__Requirements__.
Can you render every line of the material below as a JSON list of strings, one string per line, with blank lines skipped and the pictures left out?

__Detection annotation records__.
+-------+
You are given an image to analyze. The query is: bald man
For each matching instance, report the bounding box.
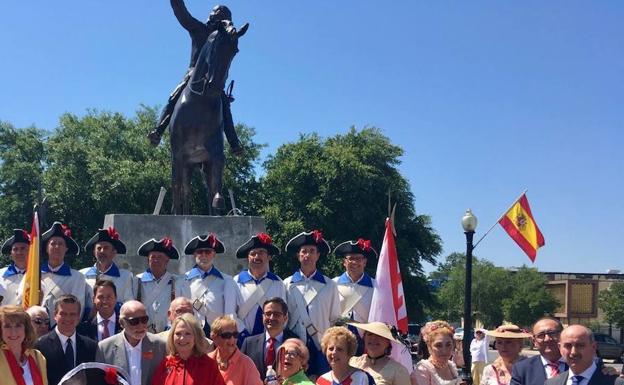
[95,300,166,385]
[545,325,624,385]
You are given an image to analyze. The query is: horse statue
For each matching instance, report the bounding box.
[169,27,247,215]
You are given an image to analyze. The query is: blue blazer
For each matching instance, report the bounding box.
[509,354,567,385]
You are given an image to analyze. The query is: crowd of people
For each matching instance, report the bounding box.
[0,222,624,385]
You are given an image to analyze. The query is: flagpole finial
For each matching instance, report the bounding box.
[462,209,478,232]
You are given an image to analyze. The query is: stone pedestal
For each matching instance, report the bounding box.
[103,214,265,275]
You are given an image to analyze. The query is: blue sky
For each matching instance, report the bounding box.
[0,0,624,272]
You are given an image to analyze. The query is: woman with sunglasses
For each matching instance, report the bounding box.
[276,338,314,385]
[0,305,48,385]
[208,315,262,385]
[152,313,224,385]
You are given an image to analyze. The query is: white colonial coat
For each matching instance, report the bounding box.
[135,269,191,333]
[185,266,242,331]
[234,270,287,336]
[284,270,340,341]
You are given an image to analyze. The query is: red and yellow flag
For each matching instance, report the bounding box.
[22,212,41,309]
[498,194,544,262]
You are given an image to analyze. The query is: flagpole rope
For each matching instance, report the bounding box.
[472,189,529,250]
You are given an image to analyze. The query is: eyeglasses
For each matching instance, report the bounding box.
[284,350,299,358]
[219,332,238,340]
[533,330,561,341]
[262,311,284,318]
[124,315,149,326]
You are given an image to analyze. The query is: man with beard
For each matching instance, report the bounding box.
[545,325,624,385]
[234,233,286,340]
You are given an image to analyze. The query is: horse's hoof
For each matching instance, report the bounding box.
[147,130,161,146]
[212,193,225,210]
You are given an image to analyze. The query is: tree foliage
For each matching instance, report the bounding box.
[0,106,262,266]
[430,253,559,328]
[598,282,624,328]
[260,128,441,319]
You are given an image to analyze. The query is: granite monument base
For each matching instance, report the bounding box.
[103,214,265,275]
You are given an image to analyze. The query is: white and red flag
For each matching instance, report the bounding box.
[368,218,414,374]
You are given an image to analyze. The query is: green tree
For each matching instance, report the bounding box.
[503,265,559,328]
[0,122,46,239]
[0,106,262,266]
[260,128,441,320]
[430,253,511,327]
[598,282,624,328]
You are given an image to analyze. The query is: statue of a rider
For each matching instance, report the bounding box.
[148,0,249,155]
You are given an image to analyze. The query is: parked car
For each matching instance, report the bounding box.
[594,333,624,362]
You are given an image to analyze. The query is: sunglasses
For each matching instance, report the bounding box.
[219,332,238,340]
[124,315,149,326]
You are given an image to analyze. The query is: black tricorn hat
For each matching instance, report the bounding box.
[236,233,279,258]
[85,227,126,255]
[137,237,180,259]
[184,233,225,255]
[334,238,377,259]
[41,221,80,255]
[2,229,30,255]
[286,230,331,257]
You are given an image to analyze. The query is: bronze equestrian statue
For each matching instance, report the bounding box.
[148,0,249,214]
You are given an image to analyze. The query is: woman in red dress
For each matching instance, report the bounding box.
[152,313,224,385]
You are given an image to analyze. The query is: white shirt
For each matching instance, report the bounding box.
[54,326,76,364]
[96,312,117,341]
[22,360,34,385]
[124,333,143,385]
[566,362,597,385]
[470,336,488,362]
[540,355,567,379]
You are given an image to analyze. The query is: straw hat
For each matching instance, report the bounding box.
[347,322,403,344]
[485,324,531,338]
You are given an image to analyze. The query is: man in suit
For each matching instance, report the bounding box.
[510,317,568,385]
[545,325,624,385]
[35,294,97,384]
[241,297,299,381]
[95,300,166,385]
[78,279,121,342]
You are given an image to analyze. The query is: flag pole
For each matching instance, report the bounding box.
[472,189,529,250]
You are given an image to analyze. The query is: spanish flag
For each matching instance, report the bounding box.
[498,194,544,262]
[22,212,41,309]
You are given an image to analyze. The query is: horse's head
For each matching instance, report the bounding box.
[194,24,249,92]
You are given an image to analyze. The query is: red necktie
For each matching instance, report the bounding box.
[264,337,275,366]
[548,362,559,378]
[102,319,110,339]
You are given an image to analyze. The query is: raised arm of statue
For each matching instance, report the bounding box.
[170,0,206,32]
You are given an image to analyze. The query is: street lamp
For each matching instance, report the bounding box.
[462,209,477,385]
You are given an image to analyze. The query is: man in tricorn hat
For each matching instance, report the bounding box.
[0,229,30,305]
[284,230,340,376]
[135,237,191,333]
[184,233,242,332]
[334,238,377,355]
[149,0,249,155]
[41,221,92,327]
[234,233,286,337]
[80,227,134,306]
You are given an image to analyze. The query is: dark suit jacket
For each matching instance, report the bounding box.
[35,330,98,385]
[241,329,299,381]
[76,312,121,342]
[545,367,624,385]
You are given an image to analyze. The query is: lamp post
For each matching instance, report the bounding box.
[462,209,477,385]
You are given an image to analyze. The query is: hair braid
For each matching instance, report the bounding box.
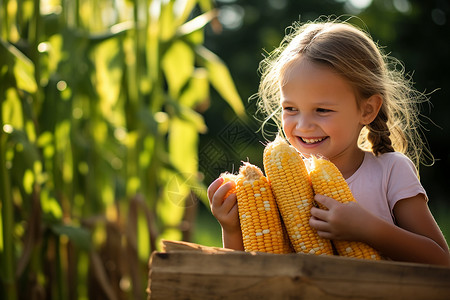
[366,107,395,155]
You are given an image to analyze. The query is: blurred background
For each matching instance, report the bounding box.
[0,0,450,300]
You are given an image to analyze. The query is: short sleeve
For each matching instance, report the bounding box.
[387,152,428,210]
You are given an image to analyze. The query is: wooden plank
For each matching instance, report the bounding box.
[149,250,450,300]
[161,240,235,253]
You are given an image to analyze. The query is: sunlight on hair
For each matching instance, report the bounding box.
[348,0,372,10]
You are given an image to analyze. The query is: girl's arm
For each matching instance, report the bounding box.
[208,178,244,250]
[310,194,450,266]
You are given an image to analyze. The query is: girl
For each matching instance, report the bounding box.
[208,21,450,266]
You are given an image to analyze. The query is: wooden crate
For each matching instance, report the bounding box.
[147,241,450,300]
+-------+
__Response for this exercise__.
[
  "You are given an image to analyze. The query is: bald man",
  "For each matching instance, report the bounding box.",
  "[95,300,166,385]",
  "[545,325,624,385]",
  "You are given an image to analyze. The query is: horse statue",
  "For each matching instance, report the bounding box.",
  "[169,27,247,215]",
  "You are given an image to analyze. The query is: blue blazer",
  "For each matching instance, report the bounding box.",
  "[509,354,567,385]",
  "You are given an image to analyze. The query is: crowd of people",
  "For each matching instance, report the bounding box.",
  "[0,222,624,385]",
  "You are given an image to analyze. The query is: flagpole finial",
  "For each matching instance, report the bounding box.",
  "[462,209,478,232]",
  "You are given an image to analyze. The query is: stone pedestal",
  "For each matching instance, report the bounding box.",
  "[103,214,265,275]",
  "You are given an image to analyze. The query is: blue sky",
  "For each matching instance, report the bounding box.",
  "[0,0,624,272]",
  "You are given an image to analyze. The query is: woman with sunglasses",
  "For each matching instance, report the bounding box.",
  "[276,338,314,385]",
  "[0,305,48,385]",
  "[208,315,262,385]",
  "[152,313,224,385]",
  "You are given an image to analyze. The query is: white colonial coat",
  "For each matching instance, report the bounding box.",
  "[135,269,191,333]",
  "[185,266,242,331]",
  "[234,270,287,336]",
  "[284,270,340,341]",
  "You are given an image to analyze. The query is: red and yellow flag",
  "For each matching instance, report the bounding box.",
  "[22,212,41,309]",
  "[498,194,544,262]",
  "You are given an image to analyze. The query is: flagpole rope",
  "For each matching instance, report the bounding box.",
  "[472,189,529,250]",
  "You are given an image to analyze. The query is: eyeglasses",
  "For each matching instance, report the bounding box.",
  "[284,350,299,358]",
  "[219,332,238,340]",
  "[533,330,561,341]",
  "[262,311,284,318]",
  "[124,315,149,326]",
  "You are given an image to analyze. The query is: man with beard",
  "For each matching instance, report the bounding box.",
  "[545,325,624,385]",
  "[234,233,286,340]",
  "You are given an image to analyze. The query is: horse's hoof",
  "For each matching instance, report the bounding box.",
  "[147,130,161,146]",
  "[212,193,225,210]",
  "You are given an image to analyze. The query is: tree foliage",
  "For each matching instance, report the bounding box.",
  "[0,106,262,266]",
  "[430,253,559,328]",
  "[598,282,624,328]",
  "[260,128,441,319]",
  "You are given an image to analyze. The query is: granite monument base",
  "For each matching instance, report the bounding box.",
  "[103,214,265,275]",
  "You are given an image to analyze. The query is: white and red flag",
  "For each matching instance, report the bounding box.",
  "[368,218,414,374]",
  "You are given an image to analyze. The query is: green tree",
  "For each matching instance, report the bounding box.",
  "[503,265,559,328]",
  "[0,122,46,239]",
  "[0,106,262,266]",
  "[260,128,441,320]",
  "[430,253,511,327]",
  "[598,282,624,328]",
  "You are given an image to analyze. The query is: statue of a rider",
  "For each matching instance, report the bounding box.",
  "[148,0,249,155]",
  "You are given an image to analyze. The query is: parked car",
  "For each matching instance, report the bounding box.",
  "[594,333,624,362]",
  "You are given an image to analyze. The query is: sunglasses",
  "For each matching instance, report the bounding box.",
  "[219,332,238,340]",
  "[124,315,149,326]",
  "You are given an image to analyze. The query is: black tricorn hat",
  "For each matching instance, report the bounding box.",
  "[236,233,279,258]",
  "[85,227,126,255]",
  "[137,237,180,259]",
  "[184,233,225,255]",
  "[334,238,377,259]",
  "[41,221,80,255]",
  "[2,229,30,255]",
  "[286,230,331,257]",
  "You are given an image to analyze. The query is: bronze equestrian statue",
  "For each matching instance, report the bounding box.",
  "[148,0,249,214]",
  "You are given an image to analyze. The query is: woman in red dress",
  "For each matching instance, report the bounding box.",
  "[152,313,224,385]",
  "You are given an image to analyze. The query is: white shirt",
  "For each matching instance, report the bounding box.",
  "[54,326,76,364]",
  "[96,312,117,341]",
  "[22,360,34,385]",
  "[124,333,143,385]",
  "[566,362,597,385]",
  "[470,336,488,362]",
  "[540,355,567,379]",
  "You are given an image to analyze. The query is: straw hat",
  "For each matching instance, report the bounding box.",
  "[347,322,403,344]",
  "[485,324,531,338]",
  "You are given an image to analyze. The query is: man in suit",
  "For each matching instance, report the bounding box.",
  "[510,317,568,385]",
  "[545,325,624,385]",
  "[35,294,97,384]",
  "[241,297,299,381]",
  "[95,300,166,385]",
  "[78,279,121,342]",
  "You are given an image to analyze. The query is: flag pole",
  "For each matching instance, report the bounding box.",
  "[472,189,529,250]",
  "You are given an image to analyze. The query is: spanish flag",
  "For each matching instance, report the bounding box.",
  "[498,194,544,262]",
  "[22,212,41,309]",
  "You are given an image to analyze. The query is: horse's head",
  "For each matching instance, report the bounding box.",
  "[194,24,249,92]",
  "You are given an image to analyze. The query is: red necktie",
  "For each matching instance, report the bounding box.",
  "[264,337,275,366]",
  "[548,362,559,378]",
  "[102,319,110,339]",
  "You are given an image to analyze. The query is: raised arm of statue",
  "For each matching instance, report the bounding box.",
  "[170,0,206,32]",
  "You are given an image to analyze. The query is: street lamp",
  "For each matching instance, report the bounding box.",
  "[462,209,477,385]",
  "You are given an image to analyze. The query is: man in tricorn hat",
  "For each matching instance, report the bounding box.",
  "[0,229,30,305]",
  "[284,230,340,376]",
  "[135,237,191,333]",
  "[184,233,242,332]",
  "[334,238,377,355]",
  "[149,0,249,155]",
  "[41,221,92,327]",
  "[234,233,286,337]",
  "[80,227,134,306]",
  "You are given an image to analyze. The query is: dark suit jacket",
  "For each matching instance, report the bounding box.",
  "[35,330,98,385]",
  "[241,329,299,381]",
  "[76,312,121,342]",
  "[545,367,624,385]",
  "You are given an image to analyze. The query is: lamp post",
  "For each matching instance, report the bounding box.",
  "[462,209,477,385]",
  "You are given an image to analyze. The query is: hair braid",
  "For each matching instance, report the bounding box.",
  "[366,107,395,155]",
  "You are given an image to analyze. The query is: blurred background",
  "For each matching instance, report the bounding box.",
  "[0,0,450,300]",
  "You are given an image to analyze. The query is: short sleeve",
  "For each matching instance, report the bounding box.",
  "[387,152,428,210]",
  "You are given an image to analyze. The query is: wooden plank",
  "For each matching instance, report the bounding box.",
  "[149,250,450,300]",
  "[161,240,235,253]",
  "You are given an image to analyze. The query is: sunlight on hair",
  "For each matching instance, report the bounding box.",
  "[348,0,372,10]",
  "You are given an image to analyze. The query is: girl's arm",
  "For each matching instance, report the bounding box.",
  "[208,178,244,250]",
  "[310,194,450,266]",
  "You are given an image to analyze. The query is: girl",
  "For each matching instance, report the bounding box.",
  "[208,21,450,266]",
  "You are given an image to analyze. The query is: wooden crate",
  "For each matching instance, report the bounding box.",
  "[147,241,450,300]"
]